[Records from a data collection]
****************************************

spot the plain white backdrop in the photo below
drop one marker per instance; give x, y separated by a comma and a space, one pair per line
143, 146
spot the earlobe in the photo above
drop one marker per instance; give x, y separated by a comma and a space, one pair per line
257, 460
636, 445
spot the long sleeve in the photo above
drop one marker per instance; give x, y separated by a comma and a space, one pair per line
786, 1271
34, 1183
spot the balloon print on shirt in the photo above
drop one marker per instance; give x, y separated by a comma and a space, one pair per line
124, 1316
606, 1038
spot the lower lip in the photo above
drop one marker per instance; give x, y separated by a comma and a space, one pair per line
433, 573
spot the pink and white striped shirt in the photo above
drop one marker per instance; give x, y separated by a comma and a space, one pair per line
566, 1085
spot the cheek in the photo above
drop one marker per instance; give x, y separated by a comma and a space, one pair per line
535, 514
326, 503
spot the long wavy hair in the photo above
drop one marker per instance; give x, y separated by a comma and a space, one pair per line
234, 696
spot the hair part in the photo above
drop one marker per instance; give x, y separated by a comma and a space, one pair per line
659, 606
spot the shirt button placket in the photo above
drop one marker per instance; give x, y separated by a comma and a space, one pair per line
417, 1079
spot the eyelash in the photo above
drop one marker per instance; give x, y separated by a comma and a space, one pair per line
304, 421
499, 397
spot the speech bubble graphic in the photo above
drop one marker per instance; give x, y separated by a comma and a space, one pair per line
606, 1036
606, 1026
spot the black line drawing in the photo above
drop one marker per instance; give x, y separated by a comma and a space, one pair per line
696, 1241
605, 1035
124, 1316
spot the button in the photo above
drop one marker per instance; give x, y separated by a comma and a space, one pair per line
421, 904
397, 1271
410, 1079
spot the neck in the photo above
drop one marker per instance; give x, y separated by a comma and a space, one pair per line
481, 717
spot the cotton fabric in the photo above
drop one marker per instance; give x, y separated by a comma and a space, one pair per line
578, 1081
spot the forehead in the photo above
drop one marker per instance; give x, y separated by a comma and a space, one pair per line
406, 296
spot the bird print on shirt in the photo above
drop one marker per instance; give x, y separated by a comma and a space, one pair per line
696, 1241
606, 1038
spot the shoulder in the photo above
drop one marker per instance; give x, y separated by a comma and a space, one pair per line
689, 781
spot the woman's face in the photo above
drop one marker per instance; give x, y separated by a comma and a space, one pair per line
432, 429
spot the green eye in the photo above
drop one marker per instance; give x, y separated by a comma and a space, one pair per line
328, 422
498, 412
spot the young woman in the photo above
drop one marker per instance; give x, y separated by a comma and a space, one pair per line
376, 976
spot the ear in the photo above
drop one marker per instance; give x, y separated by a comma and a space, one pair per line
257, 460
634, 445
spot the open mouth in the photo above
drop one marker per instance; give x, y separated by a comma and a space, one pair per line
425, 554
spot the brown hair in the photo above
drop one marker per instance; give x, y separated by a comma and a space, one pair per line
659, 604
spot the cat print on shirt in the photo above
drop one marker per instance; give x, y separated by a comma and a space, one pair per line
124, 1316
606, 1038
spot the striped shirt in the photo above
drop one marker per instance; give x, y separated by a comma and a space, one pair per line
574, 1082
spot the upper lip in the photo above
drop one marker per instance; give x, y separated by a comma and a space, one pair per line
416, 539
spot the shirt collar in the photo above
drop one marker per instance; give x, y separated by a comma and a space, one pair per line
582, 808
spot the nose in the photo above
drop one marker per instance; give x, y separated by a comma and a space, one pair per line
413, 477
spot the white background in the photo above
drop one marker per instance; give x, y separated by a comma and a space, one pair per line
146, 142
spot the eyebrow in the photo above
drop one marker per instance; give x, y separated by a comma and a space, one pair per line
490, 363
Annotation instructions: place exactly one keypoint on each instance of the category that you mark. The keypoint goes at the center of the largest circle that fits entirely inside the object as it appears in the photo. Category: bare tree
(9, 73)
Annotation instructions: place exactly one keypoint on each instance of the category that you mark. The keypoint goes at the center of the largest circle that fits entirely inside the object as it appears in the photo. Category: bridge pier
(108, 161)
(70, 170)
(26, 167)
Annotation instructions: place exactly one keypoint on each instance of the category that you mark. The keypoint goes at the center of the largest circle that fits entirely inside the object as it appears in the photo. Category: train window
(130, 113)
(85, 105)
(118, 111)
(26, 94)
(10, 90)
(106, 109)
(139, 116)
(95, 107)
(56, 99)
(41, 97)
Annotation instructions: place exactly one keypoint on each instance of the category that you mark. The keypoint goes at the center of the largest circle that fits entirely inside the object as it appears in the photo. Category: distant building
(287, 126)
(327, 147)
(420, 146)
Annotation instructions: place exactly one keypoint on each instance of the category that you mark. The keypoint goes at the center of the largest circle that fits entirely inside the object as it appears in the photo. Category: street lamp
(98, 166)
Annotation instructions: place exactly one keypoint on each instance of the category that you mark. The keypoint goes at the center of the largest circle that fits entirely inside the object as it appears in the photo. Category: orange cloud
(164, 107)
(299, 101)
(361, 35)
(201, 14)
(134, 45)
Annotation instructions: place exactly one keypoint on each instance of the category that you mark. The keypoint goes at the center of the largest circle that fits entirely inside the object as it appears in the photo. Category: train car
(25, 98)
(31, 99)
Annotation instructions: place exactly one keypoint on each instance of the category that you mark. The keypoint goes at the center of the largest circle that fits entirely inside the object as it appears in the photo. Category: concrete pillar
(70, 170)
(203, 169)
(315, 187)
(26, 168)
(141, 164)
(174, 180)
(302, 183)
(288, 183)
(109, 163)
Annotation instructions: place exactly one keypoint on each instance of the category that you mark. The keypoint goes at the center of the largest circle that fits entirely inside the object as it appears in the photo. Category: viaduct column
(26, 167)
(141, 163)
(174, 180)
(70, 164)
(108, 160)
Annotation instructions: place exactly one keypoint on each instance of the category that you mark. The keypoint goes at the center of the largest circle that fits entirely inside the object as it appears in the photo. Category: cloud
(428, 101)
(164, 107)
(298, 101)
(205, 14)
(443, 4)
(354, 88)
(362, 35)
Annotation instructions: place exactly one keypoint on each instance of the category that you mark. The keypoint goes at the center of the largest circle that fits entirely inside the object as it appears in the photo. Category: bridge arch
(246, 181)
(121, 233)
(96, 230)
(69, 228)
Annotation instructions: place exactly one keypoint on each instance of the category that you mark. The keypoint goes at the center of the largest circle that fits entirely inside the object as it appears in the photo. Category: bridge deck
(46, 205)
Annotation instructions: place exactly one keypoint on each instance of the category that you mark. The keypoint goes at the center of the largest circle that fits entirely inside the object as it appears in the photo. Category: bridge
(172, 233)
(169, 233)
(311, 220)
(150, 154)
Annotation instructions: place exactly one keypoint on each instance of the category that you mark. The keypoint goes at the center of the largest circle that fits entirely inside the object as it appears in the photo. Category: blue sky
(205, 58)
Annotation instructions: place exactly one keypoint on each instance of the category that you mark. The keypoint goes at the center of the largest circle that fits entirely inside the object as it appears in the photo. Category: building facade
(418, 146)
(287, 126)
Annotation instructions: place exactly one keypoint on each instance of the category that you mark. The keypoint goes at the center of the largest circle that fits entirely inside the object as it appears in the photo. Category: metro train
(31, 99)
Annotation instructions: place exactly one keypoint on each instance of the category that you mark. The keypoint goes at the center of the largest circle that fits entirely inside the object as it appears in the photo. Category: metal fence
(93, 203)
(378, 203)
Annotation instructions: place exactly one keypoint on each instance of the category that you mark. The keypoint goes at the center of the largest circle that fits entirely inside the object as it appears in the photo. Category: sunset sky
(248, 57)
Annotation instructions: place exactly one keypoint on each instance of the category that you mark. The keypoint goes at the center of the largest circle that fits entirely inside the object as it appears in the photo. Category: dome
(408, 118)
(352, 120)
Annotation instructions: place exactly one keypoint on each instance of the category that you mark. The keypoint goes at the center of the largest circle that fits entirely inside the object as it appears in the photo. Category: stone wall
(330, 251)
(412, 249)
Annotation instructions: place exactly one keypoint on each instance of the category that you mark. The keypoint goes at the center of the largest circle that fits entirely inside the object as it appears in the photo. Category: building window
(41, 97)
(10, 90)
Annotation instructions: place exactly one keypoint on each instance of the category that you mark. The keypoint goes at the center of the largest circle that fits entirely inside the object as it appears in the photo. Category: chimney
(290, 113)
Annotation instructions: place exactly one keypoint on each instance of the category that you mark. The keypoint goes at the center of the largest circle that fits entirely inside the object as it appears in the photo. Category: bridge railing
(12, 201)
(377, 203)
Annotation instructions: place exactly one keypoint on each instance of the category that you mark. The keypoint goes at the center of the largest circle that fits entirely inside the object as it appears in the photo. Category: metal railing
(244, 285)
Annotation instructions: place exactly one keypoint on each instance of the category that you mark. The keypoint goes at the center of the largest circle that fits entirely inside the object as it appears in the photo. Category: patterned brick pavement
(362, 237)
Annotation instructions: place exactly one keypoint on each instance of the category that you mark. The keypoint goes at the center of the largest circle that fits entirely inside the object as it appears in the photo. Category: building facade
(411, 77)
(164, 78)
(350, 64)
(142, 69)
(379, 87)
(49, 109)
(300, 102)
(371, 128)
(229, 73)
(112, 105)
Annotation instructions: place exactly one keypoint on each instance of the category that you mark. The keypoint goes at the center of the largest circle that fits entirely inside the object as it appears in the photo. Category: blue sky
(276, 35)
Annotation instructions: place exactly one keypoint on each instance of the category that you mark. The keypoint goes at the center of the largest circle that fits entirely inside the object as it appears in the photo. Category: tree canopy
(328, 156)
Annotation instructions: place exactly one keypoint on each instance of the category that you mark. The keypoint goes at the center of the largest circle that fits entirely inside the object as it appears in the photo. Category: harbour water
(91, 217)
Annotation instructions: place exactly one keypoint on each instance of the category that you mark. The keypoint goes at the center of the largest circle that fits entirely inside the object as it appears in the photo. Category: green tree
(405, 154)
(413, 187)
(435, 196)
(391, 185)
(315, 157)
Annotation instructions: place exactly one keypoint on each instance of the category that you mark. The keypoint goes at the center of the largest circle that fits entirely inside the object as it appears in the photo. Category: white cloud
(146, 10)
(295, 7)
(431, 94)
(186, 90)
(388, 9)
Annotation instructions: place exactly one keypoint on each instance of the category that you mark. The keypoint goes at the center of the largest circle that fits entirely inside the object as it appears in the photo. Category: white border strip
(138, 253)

****************************************

## What the task requires
Pull out each line of the records holding the string "hair".

## Exercise response
spot the long wavy hair in the photo above
spot the hair part in the photo above
spot the brown hair in the photo above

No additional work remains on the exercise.